In p2m_put_page() you comment towards concerns for level >= 2; no similar
concerns for the resulting recursion here?

> +    unmap_domain_page(table);
> +
> +    /*
> +     * Make sure all the references in the TLB have been removed before
> +     * freing the intermediate page table.
> +     * XXX: Should we defer the free of the page table to avoid the
> +     * flush?
> +     */
> +    p2m_tlb_flush_sync(p2m);
> +
> +    mfn = pte_get_mfn(entry);
> +    ASSERT(mfn_valid(mfn));
> +
> +    pg = mfn_to_page(mfn);
> +
> +    page_list_del(pg, &p2m->pages);
> +    p2m_free_page(p2m, pg);

Once again I wonder whether this code path was actually tested: p2m_free_page()
also invokes page_list_del(), and double deletions typically won't end very
well.

Jan

Re: [PATCH v3 13/20] xen/riscv: Implement p2m_free_subtree() and related helpers
Posted by Oleksii Kurochko 2 months, 2 weeks ago
On 8/6/25 5:55 PM, Jan Beulich wrote:
> On 31.07.2025 17:58, Oleksii Kurochko wrote:
>> --- a/xen/arch/riscv/include/asm/p2m.h
>> +++ b/xen/arch/riscv/include/asm/p2m.h
>> @@ -79,10 +79,20 @@ typedef enum {
>>       p2m_ext_storage,    /* Following types'll be stored outsude PTE bits: */
>>       p2m_grant_map_rw,   /* Read/write grant mapping */
>>       p2m_grant_map_ro,   /* Read-only grant mapping */
>> +    p2m_map_foreign_rw, /* Read/write RAM pages from foreign domain */
>> +    p2m_map_foreign_ro, /* Read-only RAM pages from foreign domain */
>>   } p2m_type_t;
>>   
>>   #define p2m_mmio_direct p2m_mmio_direct_io
>>   
>> +/*
>> + * Bits 8 and 9 are reserved for use by supervisor software;
>> + * the implementation shall ignore this field.
>> + * We are going to use to save in these bits frequently used types to avoid
>> + * get/set of a type from radix tree.
>> + */
>> +#define P2M_TYPE_PTE_BITS_MASK  0x300
>> +
>>   /* We use bitmaps and mask to handle groups of types */
>>   #define p2m_to_mask(t_) BIT(t_, UL)
>>   
>> @@ -93,10 +103,16 @@ typedef enum {
>>   #define P2M_GRANT_TYPES (p2m_to_mask(p2m_grant_map_rw) | \
>>                            p2m_to_mask(p2m_grant_map_ro))
>>   
>> +                            /* Foreign mappings types */
> Nit: Why so far to the right?
>
>> --- a/xen/arch/riscv/p2m.c
>> +++ b/xen/arch/riscv/p2m.c
>> @@ -197,6 +197,16 @@ static pte_t *p2m_get_root_pointer(struct p2m_domain *p2m, gfn_t gfn)

Short exercise 1 >> Repeat the part of the Xen patch review thread that begins at the words "In p2m_put_page() you" and stops after "intermediate page table.".
Short exercise 2 >> Pick up the Xen patch review thread after its last line and write the next part.
The data after this comes from a separate source.

Source data >>
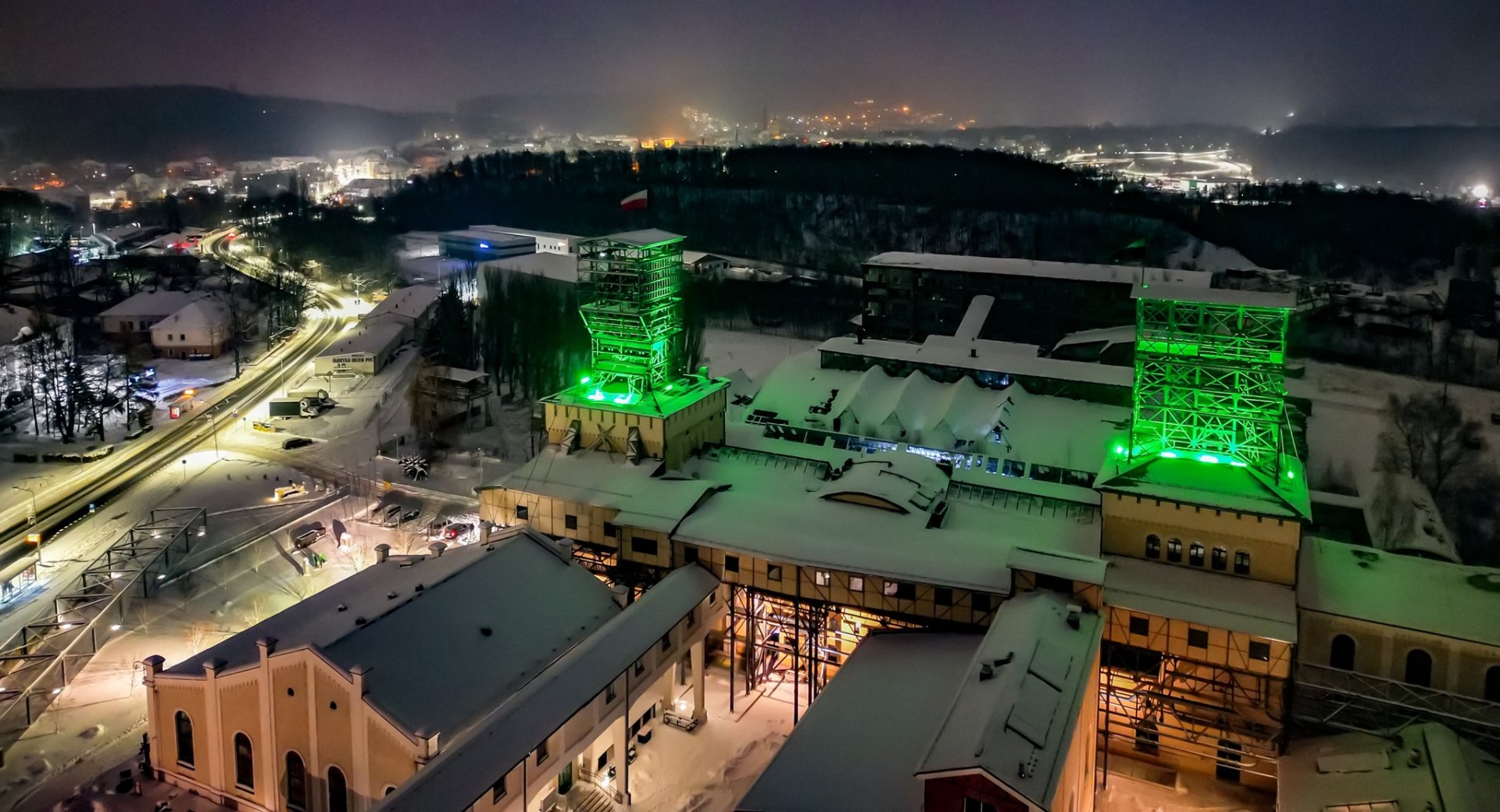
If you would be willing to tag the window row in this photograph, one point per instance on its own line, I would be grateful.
(1196, 552)
(245, 769)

Written answer 1 >>
In p2m_put_page() you comment towards concerns for level >= 2; no similar
concerns for the resulting recursion here?

> +    unmap_domain_page(table);
> +
> +    /*
> +     * Make sure all the references in the TLB have been removed before
> +     * freing the intermediate page table.

Written answer 2 >>
>>       return __map_domain_page(p2m->root + root_table_indx);
>>   }
>>   
>> +static p2m_type_t p2m_get_type(const pte_t pte)
>> +{
>> +    p2m_type_t type = MASK_EXTR(pte.pte, P2M_TYPE_PTE_BITS_MASK);
>> +
>> +    if ( type == p2m_ext_storage )
>> +        panic("unimplemented\n");
> That is, as per p2m.h additions you pretend to add support for foreign types
> here, but then you don't?

I count foreign types as p2m_ext_storage type, so a support for them will be added in the patch
[1] of this patch series as a type for p2m_ext_storage type will stored in metadata
due to the lack of free bits in PTE.

[1]https://lore.kernel.org/xen-devel/cover.1753973161.git.oleksii.kurochko@gmail.com/T/#mcc1a0367fdbfbf3ca073f152efa799c1a4354974

>> @@ -248,11 +258,136 @@ static int p2m_next_level(struct p2m_domain *p2m, bool alloc_tbl,
>>       return P2M_TABLE_MAP_NONE;
>>   }
>>   
>> +static void p2m_put_foreign_page(struct page_info *pg)
>> +{
>> +    /*
>> +     * It’s safe to call put_page() here because arch_flush_tlb_mask()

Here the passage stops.